--- Start RECORDS SHOWN ---
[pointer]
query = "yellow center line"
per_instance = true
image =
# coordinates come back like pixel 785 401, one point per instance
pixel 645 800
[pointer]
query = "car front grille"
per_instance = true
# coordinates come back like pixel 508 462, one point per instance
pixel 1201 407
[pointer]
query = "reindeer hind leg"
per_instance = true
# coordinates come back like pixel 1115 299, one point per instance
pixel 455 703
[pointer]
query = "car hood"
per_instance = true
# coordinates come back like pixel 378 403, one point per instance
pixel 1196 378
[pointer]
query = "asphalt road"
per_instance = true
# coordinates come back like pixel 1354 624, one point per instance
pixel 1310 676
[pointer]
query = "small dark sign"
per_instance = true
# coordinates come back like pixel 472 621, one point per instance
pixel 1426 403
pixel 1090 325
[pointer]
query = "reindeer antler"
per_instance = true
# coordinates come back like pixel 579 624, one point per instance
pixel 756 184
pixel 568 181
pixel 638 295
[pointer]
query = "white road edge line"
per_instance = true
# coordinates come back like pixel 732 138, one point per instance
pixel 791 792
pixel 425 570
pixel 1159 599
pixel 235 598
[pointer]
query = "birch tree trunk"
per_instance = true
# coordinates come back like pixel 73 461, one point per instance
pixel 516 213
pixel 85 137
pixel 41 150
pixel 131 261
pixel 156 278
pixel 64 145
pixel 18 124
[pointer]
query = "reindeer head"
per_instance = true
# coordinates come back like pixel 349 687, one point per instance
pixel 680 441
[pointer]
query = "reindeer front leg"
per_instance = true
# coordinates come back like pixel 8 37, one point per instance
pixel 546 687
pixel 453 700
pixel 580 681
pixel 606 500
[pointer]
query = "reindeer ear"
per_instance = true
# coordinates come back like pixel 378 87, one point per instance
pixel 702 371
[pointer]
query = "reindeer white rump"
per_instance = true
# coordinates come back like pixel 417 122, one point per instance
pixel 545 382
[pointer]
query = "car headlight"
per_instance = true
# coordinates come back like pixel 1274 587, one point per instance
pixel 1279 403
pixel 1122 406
--- End RECORDS SHOWN ---
TASK BRIEF: Copy every line from the start of the records through the line containing "pixel 1196 378". Shift each pixel coordinate given as an answer by adding 7 to both of its numbers, and leave every other line unchanged.

RESPONSE TO THE TASK:
[pointer]
query = "yellow center line"
per_instance = true
image =
# coordinates come back like pixel 785 401, one point per instance
pixel 652 807
[pointer]
query = "car front grille"
per_instance = true
# coordinates come back like pixel 508 462, one point per instance
pixel 1208 414
[pointer]
query = "reindeer hind leg"
per_instance = true
# coordinates come back like pixel 1115 299, one point per instance
pixel 462 710
[pointer]
query = "car hood"
per_instance = true
# coordinates come back like pixel 378 403, one point per instance
pixel 1203 385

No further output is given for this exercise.